:: AVAILABLE DATA ::
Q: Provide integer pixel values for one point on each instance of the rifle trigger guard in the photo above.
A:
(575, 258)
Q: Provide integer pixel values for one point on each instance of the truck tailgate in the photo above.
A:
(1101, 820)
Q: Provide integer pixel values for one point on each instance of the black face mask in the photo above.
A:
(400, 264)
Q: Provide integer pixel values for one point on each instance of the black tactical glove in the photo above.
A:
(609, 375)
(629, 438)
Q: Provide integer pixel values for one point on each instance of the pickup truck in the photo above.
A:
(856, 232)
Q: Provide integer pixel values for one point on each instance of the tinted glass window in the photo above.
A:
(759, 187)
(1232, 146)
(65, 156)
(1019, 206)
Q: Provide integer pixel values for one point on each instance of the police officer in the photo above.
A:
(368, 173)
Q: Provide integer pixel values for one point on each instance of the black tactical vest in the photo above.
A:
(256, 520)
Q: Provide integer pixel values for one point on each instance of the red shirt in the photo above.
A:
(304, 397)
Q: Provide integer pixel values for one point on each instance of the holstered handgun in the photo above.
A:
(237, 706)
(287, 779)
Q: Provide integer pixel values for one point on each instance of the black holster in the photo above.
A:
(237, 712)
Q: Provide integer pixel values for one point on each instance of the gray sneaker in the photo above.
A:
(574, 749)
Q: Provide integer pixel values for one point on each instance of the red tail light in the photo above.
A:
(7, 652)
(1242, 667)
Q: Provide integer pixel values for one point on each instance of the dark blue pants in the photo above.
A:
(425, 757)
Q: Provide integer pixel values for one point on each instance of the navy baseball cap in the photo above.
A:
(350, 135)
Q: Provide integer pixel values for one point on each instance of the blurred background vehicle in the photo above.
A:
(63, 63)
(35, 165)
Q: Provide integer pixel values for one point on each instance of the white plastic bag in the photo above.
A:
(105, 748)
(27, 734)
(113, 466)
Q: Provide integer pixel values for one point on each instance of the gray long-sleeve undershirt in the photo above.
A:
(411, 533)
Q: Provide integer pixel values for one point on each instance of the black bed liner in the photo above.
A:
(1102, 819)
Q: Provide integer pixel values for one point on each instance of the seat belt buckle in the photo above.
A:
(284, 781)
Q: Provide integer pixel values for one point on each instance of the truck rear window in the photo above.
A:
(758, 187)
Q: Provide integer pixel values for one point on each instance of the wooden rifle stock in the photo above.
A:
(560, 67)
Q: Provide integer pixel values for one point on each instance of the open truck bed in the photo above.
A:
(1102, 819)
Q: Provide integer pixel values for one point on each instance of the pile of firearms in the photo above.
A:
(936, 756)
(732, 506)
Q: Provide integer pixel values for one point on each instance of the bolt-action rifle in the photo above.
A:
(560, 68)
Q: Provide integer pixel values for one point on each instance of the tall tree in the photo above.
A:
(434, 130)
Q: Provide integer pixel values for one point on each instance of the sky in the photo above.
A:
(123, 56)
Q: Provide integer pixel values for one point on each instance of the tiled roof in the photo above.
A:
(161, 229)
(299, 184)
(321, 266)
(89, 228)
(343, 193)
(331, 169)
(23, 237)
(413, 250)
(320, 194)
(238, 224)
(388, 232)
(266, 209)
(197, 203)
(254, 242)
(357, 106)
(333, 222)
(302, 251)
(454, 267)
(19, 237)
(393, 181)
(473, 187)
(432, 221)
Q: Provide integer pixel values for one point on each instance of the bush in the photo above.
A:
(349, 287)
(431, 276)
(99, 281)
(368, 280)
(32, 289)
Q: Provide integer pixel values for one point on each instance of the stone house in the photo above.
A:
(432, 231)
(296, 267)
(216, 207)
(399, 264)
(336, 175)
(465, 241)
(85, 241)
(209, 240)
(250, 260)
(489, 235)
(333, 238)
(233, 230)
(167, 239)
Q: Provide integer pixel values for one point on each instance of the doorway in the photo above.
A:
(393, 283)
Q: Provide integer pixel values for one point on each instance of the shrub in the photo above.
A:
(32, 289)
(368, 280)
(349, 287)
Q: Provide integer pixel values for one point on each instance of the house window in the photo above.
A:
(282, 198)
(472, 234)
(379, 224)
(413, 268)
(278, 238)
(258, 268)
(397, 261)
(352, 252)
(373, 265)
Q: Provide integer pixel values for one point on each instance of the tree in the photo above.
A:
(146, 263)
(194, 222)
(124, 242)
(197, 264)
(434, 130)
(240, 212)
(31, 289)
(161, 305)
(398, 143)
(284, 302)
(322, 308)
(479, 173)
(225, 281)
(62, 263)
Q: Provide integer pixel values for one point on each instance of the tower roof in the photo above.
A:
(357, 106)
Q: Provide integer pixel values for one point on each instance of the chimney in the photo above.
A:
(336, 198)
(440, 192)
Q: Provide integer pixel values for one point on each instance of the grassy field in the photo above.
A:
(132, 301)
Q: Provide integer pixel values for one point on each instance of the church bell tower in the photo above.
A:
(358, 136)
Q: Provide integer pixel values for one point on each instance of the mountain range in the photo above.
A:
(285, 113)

* * *

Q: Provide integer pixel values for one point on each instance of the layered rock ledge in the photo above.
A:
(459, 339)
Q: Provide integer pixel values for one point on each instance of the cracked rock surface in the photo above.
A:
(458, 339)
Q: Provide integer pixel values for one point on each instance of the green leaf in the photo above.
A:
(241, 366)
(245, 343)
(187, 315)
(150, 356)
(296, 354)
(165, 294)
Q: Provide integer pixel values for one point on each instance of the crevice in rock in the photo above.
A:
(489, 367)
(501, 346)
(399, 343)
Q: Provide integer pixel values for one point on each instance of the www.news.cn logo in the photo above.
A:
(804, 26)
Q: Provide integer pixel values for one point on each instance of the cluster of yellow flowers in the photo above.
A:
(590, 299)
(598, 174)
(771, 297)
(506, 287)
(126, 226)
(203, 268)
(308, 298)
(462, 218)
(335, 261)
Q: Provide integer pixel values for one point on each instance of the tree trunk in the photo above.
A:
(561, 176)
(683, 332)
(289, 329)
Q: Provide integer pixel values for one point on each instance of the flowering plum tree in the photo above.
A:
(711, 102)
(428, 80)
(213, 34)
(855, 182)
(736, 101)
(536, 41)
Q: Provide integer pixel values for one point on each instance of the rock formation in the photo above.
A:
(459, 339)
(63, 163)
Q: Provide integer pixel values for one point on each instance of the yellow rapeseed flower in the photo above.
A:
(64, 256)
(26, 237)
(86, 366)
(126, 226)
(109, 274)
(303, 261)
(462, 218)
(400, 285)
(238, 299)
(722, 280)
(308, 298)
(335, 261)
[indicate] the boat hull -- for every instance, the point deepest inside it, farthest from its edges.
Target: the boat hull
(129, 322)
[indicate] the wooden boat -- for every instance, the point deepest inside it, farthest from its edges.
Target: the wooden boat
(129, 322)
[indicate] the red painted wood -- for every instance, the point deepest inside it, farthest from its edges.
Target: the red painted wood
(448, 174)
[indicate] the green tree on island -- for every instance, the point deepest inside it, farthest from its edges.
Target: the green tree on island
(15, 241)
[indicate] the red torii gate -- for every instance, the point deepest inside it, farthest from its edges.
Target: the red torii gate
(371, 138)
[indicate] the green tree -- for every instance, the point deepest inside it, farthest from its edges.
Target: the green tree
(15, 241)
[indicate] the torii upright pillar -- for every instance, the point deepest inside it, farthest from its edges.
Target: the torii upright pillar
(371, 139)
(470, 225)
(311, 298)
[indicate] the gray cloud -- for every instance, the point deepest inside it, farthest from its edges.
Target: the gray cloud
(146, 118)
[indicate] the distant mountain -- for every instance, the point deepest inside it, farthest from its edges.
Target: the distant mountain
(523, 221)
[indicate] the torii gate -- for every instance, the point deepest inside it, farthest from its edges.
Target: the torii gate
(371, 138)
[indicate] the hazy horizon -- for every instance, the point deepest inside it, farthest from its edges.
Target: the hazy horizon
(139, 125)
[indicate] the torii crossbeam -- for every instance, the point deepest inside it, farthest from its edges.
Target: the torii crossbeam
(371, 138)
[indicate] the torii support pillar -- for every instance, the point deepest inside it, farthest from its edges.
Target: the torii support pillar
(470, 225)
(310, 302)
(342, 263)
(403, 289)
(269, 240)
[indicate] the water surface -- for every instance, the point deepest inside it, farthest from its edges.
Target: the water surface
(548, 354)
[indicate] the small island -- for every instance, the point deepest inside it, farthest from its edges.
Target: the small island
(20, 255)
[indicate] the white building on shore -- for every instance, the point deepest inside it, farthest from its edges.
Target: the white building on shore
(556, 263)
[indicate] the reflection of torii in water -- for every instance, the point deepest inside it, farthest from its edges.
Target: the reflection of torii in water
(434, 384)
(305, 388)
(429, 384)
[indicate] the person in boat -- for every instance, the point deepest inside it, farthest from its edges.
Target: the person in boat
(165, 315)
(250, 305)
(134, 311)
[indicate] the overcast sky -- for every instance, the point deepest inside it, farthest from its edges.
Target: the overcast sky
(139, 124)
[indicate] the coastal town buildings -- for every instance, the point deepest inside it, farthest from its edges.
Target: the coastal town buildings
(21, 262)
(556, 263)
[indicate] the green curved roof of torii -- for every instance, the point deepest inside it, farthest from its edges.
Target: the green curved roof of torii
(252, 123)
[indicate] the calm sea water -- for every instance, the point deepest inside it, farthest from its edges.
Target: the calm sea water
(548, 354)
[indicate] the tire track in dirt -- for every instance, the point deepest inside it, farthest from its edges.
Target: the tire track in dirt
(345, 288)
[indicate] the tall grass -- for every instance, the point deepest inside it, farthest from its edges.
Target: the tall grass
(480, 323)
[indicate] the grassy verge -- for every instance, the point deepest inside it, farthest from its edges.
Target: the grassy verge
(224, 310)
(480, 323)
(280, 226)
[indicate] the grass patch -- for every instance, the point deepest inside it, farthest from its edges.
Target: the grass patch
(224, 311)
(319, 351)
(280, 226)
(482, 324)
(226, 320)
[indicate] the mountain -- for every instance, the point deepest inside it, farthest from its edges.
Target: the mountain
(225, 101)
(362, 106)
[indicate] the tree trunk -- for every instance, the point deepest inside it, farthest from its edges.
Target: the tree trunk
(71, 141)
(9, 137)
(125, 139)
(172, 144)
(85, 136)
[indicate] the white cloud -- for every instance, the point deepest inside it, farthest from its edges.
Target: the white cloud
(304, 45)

:: WHAT IS REQUIRED ::
Collect every line of the material above that contains the word "buildings", and list each such line in full.

:: RIGHT ANSWER ::
[indicate] the coastal town buildings -- for every instance, the point deepest inside it, farthest from its edges.
Target: the coastal town buildings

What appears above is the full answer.